===== Kutipan yang Diberikan
Phillis Wheatley Merdeka dari Perbudakan Berkat Puisi
16 Oktober 2020Anak perempuan berkulit hitam itu usianya diperkirakan baru sekitar tujuh atau delapan tahun ketika diambil dari keluarganya di wilayah barat Afrika tahun 1761, untuk dijual sebagai budak ke Boston yang kini termasuk wilayah Amerika Serikat.
Setelah perjalanan panjang yang ditempuh dengan moda transportasi abad ke-18, bocah mungil ini tiba di Boston dan dijual di pasar yang memperdagangkan budak. Pada saat bersamaan, pasangan John dan Susanna (beberapa buku menuliskan namanya sebagai Susannah) Wheatley juga tengah berniat mencari budak. Pilihan mereka pun jatuh ke bocah ini.
Sesuai kebiasaan pada masa itu, bocah perempuan ini kemudian diberi nama belakang Wheatley, sesuai dengan nama keluarga yang membelinya. Bagaimana dengan nama depannya? Keluarga Wheatley tidak mau repot. Nama depan bocah itu dicomot begitu saja dari nama kapal yang membawanya, Phillis. Demikianlah, keberadaan Phillis Wheatley ditahbiskan, seperti digambarkan dalam buku berjudul Phillis Wheatley, a revolutionary poet karya Jacquelin McLendon.
==========
**Latihan Soal:**
[A] Siapa saja orang yang namanya disebut dalam kutipan tentang Phillis Wheatley?
[B] Dari mana nama depan Phillis diambil menurut kutipan tentang Phillis Wheatley?
[C] Lanjutkan kutipan tentang Phillis Wheatley setelah kalimat terakhirnya.
Catatan di bawah ini sama sekali tidak dipakai di sini.
===== Catatan yang Tersedia
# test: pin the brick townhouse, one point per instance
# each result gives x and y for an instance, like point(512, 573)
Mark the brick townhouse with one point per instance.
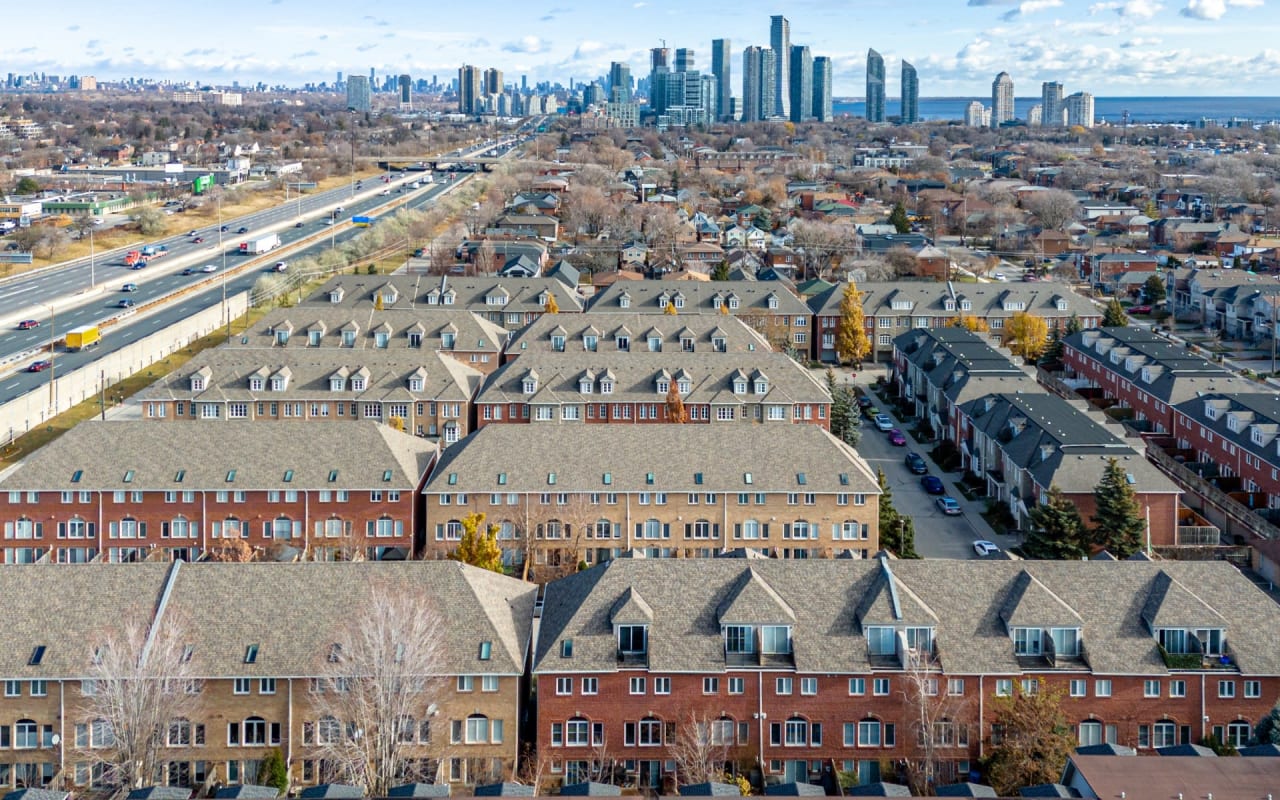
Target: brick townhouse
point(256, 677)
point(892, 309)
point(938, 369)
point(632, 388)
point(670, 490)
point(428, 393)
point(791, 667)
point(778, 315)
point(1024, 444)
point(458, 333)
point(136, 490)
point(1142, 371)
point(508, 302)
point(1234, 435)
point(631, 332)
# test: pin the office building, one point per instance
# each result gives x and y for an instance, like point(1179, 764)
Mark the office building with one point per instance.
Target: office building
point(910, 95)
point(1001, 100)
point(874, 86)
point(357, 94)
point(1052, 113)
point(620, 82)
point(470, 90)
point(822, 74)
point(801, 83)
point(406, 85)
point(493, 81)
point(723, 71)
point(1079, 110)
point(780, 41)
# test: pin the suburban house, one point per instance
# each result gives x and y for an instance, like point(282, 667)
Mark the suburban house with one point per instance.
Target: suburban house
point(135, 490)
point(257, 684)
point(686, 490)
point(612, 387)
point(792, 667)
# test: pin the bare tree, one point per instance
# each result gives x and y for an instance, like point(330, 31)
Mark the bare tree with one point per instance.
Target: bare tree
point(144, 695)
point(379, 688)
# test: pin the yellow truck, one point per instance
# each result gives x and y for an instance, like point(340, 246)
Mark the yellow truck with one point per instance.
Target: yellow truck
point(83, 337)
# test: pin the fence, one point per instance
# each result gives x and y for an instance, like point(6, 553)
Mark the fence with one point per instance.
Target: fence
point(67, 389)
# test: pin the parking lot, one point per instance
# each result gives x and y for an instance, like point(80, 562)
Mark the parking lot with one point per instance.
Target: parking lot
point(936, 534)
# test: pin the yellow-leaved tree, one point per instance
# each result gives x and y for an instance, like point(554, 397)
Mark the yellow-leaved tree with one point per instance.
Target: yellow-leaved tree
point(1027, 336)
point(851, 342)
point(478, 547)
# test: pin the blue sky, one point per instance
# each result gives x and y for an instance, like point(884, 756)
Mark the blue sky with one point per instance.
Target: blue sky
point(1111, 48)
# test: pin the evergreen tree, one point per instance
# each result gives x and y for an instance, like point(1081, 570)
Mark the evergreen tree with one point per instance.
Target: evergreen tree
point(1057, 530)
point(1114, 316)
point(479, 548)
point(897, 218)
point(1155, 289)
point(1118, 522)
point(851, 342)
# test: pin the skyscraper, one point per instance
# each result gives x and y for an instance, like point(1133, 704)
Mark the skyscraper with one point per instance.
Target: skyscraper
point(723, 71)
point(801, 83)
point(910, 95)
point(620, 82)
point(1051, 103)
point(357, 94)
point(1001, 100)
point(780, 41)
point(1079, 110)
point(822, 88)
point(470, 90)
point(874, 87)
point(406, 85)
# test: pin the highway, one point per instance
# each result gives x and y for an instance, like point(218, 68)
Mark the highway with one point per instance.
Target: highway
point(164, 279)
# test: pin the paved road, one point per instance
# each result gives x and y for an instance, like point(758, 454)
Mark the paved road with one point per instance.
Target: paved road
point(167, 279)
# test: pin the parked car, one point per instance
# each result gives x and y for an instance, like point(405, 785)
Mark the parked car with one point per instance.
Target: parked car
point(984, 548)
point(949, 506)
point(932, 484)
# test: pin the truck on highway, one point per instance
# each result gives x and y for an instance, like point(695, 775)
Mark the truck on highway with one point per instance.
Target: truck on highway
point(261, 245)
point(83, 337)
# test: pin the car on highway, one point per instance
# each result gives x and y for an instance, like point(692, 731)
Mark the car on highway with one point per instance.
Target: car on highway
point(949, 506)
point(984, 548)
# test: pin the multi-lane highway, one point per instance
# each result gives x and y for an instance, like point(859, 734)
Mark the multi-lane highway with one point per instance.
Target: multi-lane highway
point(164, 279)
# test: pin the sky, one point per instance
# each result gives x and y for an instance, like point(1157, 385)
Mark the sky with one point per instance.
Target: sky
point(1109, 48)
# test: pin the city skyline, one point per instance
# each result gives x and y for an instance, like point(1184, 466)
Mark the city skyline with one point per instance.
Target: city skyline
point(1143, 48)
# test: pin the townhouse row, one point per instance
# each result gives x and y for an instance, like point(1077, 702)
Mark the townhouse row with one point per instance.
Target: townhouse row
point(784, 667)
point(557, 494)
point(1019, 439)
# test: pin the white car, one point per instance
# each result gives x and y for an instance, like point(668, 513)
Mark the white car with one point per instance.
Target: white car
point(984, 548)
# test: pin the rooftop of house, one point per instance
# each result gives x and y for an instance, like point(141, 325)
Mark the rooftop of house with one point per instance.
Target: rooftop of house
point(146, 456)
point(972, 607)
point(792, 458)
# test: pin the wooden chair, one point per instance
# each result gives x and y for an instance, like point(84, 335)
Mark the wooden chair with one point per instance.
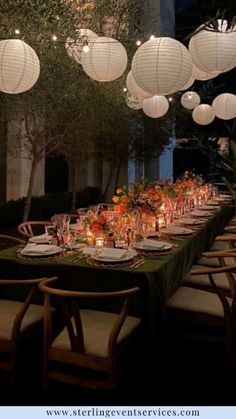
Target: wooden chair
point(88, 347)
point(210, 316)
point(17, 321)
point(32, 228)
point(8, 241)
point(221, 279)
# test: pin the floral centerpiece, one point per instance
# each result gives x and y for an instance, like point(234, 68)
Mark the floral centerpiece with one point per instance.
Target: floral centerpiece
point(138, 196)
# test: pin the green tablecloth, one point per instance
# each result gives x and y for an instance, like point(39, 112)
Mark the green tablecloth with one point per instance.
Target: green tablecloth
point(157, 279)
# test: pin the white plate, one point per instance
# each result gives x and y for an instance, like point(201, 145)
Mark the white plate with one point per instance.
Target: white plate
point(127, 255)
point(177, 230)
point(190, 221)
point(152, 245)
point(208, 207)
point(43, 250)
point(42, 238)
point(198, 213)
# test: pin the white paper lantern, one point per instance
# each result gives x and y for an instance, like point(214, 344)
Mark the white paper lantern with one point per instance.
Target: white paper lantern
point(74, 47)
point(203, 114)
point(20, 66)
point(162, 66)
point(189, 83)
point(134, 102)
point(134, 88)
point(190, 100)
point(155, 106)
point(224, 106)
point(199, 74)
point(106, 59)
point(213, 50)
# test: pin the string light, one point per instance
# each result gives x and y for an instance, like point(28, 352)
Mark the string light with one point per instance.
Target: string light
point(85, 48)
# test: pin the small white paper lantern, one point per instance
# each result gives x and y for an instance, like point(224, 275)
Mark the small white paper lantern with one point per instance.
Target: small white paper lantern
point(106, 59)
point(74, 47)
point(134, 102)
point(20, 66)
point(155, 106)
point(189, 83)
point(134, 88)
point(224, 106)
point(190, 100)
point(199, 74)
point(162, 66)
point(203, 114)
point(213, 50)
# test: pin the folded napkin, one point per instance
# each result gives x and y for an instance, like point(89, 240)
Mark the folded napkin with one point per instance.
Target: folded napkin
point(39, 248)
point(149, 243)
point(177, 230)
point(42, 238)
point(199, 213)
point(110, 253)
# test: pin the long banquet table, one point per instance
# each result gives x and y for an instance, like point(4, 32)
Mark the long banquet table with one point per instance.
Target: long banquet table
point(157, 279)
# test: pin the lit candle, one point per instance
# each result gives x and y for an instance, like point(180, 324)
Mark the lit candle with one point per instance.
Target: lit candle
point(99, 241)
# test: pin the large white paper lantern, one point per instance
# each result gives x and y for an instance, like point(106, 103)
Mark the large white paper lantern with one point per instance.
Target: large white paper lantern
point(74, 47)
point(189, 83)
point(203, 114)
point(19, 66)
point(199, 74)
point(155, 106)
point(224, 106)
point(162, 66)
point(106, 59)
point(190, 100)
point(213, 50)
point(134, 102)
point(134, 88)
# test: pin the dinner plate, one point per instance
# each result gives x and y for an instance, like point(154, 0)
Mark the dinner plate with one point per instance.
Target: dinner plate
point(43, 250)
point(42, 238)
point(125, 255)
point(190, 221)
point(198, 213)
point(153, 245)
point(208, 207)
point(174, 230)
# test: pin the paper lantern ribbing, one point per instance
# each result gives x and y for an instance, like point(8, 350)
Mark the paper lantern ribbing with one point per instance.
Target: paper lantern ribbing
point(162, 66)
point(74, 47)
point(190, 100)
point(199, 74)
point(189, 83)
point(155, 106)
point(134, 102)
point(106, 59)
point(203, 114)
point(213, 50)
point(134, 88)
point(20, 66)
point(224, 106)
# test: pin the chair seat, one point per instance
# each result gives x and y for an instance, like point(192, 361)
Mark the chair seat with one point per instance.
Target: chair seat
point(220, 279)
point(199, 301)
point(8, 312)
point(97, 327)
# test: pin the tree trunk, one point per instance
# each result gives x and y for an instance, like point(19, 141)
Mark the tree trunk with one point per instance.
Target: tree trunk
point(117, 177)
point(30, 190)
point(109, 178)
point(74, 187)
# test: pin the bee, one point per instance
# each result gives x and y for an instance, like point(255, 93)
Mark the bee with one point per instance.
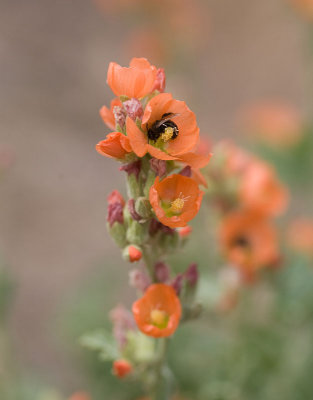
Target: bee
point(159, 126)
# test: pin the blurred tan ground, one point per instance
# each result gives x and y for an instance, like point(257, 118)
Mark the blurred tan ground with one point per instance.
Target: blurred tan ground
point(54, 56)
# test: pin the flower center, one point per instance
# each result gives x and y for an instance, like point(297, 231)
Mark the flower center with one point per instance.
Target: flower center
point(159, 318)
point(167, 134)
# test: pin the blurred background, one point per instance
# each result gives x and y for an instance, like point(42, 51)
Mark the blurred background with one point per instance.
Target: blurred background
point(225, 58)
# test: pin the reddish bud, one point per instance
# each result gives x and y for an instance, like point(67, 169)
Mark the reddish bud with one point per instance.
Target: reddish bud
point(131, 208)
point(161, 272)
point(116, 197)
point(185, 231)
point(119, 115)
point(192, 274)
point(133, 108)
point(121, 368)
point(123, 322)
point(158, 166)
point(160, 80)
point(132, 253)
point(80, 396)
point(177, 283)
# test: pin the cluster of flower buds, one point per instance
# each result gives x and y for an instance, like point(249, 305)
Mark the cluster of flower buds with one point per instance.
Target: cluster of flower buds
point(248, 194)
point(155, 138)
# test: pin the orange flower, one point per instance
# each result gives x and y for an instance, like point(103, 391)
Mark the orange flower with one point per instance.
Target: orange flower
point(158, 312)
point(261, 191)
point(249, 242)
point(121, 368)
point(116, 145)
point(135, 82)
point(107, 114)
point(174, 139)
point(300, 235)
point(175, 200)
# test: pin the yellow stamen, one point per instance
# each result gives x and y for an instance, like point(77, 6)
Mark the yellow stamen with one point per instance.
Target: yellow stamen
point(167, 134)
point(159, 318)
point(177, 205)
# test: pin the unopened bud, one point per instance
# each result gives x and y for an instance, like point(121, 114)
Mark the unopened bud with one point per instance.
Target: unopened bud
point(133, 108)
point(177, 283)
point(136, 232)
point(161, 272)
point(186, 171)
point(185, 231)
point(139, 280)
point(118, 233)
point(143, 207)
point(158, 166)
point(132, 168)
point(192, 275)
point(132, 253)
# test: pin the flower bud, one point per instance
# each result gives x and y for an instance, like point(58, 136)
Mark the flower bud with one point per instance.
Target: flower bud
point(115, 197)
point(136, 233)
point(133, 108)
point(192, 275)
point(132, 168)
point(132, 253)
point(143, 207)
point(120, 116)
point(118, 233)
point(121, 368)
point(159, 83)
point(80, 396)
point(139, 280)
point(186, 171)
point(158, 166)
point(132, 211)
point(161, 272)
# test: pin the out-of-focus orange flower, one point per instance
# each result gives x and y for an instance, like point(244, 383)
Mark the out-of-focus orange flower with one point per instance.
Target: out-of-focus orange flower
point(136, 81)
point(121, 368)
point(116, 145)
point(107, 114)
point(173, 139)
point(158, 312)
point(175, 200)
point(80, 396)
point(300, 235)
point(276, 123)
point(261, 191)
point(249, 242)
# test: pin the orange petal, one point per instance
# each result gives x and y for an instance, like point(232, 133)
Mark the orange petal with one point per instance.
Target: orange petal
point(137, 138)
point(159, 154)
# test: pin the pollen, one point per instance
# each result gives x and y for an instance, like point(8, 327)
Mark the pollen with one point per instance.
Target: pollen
==========
**Jawaban Tiap Soal:**
[A] Phillis Wheatley; John Wheatley; Susanna (juga ditulis Susannah) Wheatley; Jacquelin McLendon

[B] Dari nama kapal yang membawanya, yaitu Phillis.

[C]
Tidak banyak yang diketahui tentang keluarga Phillis di Afrika. Tidak ada catatan pasti kapan ia lahir, namun kurang lebih di tahun 1753. Konon, ia diculik dari keluarganya untuk diperdagangkan. Praktik perdagangan orang dari benua Afrika untuk kemudian dijual sebagai budak kepada orang Eropa/Amerika terjadi sejak abad 16 hingga abad 19.
Bocah ringkih nan cerdas
Para sejarawan mengungkap bahwa sepanjang perjalanan dari Afrika, para budak masa itu kemungkinan besar berada dalam kondisi yang memprihatinkan, selalu berada dalam ancaman hukuman cambuk, atau bahkan dibunuh jika tidak patuh. Mereka juga sering kelaparan. Karena itu, fakta bahwa Phillis kecil bisa sampai ke Amerika dalam keadaan hidup sungguh luar biasa.
Phillis dibeli oleh keluarga Wheatley karena rasa iba. Saat itu Susanna Wheatley sedang mencari budak yang bisa mengerjakan pekerjaan rumah tangga. Ia melihat anak ini dan jatuh kasihan. Susanna pun memilih Phillis di antara para budak lain yang terlihat lebih kuat dan sehat. Harganya tidak terlalu tinggi. Bisa jadi pula, sang pedagang memang ingin lekas-lekas menjual Phillis.
Meski fisiknya lemah, kecerdasan Phillis tampak menonjol. Susanna Wheatley kemudian memutuskan untuk mendidik Phillis karena tidak ingin menyia-nyiakan bakatnya, terutama di bidang bahasa dan penulisan puisi.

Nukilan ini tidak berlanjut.